**What is required**
Which lines run from the one containing "Expected: a single pin indicated on each instance of the river" to the last line of the entries? Return them exactly, with nothing more.

**Dataset records**

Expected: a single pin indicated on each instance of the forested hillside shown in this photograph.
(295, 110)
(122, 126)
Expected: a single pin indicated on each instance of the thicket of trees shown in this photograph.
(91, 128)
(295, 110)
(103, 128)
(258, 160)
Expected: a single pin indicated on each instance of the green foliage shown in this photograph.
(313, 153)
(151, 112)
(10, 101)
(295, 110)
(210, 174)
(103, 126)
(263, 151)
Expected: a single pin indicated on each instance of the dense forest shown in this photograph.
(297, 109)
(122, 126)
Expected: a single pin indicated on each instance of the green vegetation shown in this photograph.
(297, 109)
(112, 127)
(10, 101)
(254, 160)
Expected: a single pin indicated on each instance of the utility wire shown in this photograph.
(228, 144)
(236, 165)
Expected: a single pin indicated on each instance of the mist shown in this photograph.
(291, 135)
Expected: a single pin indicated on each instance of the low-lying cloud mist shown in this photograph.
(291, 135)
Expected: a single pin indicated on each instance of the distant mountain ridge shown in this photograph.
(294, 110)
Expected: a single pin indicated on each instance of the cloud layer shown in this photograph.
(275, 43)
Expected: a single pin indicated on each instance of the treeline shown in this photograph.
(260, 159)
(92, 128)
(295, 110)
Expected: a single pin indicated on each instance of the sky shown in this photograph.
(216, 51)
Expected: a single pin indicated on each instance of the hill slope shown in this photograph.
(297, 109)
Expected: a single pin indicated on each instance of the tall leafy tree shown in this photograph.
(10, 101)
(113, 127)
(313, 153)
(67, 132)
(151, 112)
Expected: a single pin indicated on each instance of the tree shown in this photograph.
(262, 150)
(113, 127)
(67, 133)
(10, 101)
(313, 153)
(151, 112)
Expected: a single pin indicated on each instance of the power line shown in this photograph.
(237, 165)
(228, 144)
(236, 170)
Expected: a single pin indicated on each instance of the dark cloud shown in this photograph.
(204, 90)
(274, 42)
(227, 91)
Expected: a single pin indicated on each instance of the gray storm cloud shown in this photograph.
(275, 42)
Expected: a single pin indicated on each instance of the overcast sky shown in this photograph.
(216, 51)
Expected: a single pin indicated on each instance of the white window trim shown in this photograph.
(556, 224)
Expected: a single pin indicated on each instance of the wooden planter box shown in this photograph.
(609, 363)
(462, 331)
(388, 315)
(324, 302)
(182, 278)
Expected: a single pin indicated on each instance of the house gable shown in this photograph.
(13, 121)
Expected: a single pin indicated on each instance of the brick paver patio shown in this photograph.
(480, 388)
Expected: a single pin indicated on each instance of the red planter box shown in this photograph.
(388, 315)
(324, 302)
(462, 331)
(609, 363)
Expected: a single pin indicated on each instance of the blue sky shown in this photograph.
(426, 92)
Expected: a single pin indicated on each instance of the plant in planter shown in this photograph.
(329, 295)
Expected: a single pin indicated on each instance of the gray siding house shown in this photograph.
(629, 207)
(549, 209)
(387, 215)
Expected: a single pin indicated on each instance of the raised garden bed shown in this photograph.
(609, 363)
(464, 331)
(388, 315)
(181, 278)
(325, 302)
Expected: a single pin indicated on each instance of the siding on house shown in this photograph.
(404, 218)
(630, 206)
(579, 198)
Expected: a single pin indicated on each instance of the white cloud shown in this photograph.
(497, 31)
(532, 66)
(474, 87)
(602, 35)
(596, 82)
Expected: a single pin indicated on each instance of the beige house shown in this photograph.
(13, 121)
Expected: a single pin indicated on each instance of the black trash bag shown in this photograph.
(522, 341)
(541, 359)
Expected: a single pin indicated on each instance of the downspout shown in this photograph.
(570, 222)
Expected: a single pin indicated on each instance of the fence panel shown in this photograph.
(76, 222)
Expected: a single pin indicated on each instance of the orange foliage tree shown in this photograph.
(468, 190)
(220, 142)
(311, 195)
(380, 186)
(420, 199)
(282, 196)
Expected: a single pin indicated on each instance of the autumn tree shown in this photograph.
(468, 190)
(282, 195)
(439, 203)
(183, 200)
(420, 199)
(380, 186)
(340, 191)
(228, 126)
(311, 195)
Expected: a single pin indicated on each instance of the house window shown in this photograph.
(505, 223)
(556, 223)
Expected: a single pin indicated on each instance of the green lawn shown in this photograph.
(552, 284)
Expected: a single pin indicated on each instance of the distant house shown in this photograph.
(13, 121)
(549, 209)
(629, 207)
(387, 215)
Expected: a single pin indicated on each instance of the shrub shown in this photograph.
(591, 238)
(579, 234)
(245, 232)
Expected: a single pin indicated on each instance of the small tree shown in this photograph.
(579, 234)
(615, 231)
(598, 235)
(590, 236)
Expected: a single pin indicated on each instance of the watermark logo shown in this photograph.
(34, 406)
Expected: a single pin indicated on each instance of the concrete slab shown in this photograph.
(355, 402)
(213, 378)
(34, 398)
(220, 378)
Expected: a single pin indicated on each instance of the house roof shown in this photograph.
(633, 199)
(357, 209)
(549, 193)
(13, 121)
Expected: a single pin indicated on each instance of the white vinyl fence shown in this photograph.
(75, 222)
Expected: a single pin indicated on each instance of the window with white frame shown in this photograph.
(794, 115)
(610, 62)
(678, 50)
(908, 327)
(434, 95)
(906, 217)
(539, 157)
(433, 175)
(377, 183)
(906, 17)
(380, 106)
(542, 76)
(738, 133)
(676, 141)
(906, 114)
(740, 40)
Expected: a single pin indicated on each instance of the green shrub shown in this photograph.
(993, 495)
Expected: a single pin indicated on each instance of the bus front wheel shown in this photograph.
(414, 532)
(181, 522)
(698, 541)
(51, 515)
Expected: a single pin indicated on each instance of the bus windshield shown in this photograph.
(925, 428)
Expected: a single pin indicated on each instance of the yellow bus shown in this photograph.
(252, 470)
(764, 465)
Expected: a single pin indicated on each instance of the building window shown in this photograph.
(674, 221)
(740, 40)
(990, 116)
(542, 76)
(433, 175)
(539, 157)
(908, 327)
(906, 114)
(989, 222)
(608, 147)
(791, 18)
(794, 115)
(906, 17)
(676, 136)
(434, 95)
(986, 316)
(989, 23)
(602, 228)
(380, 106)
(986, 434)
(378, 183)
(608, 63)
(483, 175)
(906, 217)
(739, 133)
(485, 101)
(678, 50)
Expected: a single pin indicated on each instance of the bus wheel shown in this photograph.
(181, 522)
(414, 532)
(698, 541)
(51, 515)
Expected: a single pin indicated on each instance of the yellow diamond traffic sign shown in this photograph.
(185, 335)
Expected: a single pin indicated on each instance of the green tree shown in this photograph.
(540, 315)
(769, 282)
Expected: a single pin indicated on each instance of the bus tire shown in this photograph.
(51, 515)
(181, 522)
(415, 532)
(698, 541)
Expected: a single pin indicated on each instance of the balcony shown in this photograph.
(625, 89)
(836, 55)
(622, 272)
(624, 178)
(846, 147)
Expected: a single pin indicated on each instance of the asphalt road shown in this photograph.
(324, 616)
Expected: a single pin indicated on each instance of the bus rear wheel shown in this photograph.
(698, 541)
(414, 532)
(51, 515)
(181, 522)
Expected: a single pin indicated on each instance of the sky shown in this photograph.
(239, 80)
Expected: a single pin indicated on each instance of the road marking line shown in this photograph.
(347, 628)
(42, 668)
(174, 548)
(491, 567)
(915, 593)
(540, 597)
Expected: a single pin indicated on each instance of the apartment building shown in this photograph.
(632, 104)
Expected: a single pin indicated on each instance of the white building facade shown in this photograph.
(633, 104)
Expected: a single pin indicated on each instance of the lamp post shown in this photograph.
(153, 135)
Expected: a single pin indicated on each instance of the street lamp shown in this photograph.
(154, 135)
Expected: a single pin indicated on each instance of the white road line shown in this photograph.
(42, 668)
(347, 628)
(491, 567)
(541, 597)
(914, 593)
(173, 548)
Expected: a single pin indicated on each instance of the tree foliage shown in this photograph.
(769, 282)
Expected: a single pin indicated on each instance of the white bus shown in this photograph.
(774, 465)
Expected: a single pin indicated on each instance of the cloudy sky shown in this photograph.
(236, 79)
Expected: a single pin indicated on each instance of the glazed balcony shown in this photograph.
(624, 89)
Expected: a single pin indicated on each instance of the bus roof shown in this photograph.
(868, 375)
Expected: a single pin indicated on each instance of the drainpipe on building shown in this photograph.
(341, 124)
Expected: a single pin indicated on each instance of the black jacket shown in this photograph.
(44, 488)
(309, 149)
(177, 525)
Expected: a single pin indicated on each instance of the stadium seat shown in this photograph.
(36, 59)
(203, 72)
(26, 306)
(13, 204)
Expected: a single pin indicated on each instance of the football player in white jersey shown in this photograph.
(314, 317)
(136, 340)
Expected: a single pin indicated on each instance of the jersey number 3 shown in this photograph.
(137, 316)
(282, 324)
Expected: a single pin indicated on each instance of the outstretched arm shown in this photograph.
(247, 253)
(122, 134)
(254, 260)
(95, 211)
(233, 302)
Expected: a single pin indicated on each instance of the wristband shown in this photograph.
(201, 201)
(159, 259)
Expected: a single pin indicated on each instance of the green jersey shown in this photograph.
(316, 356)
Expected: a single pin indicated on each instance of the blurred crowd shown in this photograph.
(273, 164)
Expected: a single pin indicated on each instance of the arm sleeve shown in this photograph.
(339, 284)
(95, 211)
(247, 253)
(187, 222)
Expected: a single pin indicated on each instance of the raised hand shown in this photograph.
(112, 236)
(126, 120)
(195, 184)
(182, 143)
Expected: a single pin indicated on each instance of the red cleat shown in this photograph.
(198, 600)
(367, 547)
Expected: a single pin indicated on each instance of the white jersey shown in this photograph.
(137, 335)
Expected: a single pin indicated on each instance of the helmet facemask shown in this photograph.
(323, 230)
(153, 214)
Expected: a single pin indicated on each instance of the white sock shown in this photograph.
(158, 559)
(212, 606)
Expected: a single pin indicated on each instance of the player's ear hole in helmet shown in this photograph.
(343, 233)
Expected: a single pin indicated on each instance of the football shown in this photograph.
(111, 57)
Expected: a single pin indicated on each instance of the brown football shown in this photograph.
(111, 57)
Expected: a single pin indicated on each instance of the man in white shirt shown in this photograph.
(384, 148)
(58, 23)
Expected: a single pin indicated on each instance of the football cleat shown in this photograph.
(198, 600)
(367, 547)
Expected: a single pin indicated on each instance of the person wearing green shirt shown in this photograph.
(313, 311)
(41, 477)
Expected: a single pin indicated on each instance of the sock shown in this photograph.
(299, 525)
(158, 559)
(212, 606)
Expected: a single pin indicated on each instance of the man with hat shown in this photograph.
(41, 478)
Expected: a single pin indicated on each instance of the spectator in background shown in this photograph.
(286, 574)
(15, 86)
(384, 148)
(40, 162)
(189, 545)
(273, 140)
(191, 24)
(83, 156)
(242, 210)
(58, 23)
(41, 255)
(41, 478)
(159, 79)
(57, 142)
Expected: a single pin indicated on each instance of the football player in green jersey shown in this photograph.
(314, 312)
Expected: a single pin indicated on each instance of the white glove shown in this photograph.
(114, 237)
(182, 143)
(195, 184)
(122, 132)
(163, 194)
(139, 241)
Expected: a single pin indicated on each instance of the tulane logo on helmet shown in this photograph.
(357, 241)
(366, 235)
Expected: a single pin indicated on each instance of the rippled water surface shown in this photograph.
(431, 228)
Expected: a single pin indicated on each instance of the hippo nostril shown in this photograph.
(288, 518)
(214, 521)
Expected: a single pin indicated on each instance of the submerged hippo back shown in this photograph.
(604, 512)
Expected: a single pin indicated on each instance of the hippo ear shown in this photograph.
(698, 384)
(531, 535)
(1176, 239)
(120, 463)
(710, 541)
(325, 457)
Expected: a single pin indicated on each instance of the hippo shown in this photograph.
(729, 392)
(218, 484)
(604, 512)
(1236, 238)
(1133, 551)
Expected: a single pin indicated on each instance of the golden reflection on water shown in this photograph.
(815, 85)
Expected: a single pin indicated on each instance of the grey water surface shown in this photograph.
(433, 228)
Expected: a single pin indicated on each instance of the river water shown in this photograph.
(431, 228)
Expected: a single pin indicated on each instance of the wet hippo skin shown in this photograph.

**Written answer**
Expected: a single pin indicated on each instance of the river water shown in this photograph.
(431, 228)
Expected: a single pin indicated on each instance of the wet hippo skin shown in this photograph.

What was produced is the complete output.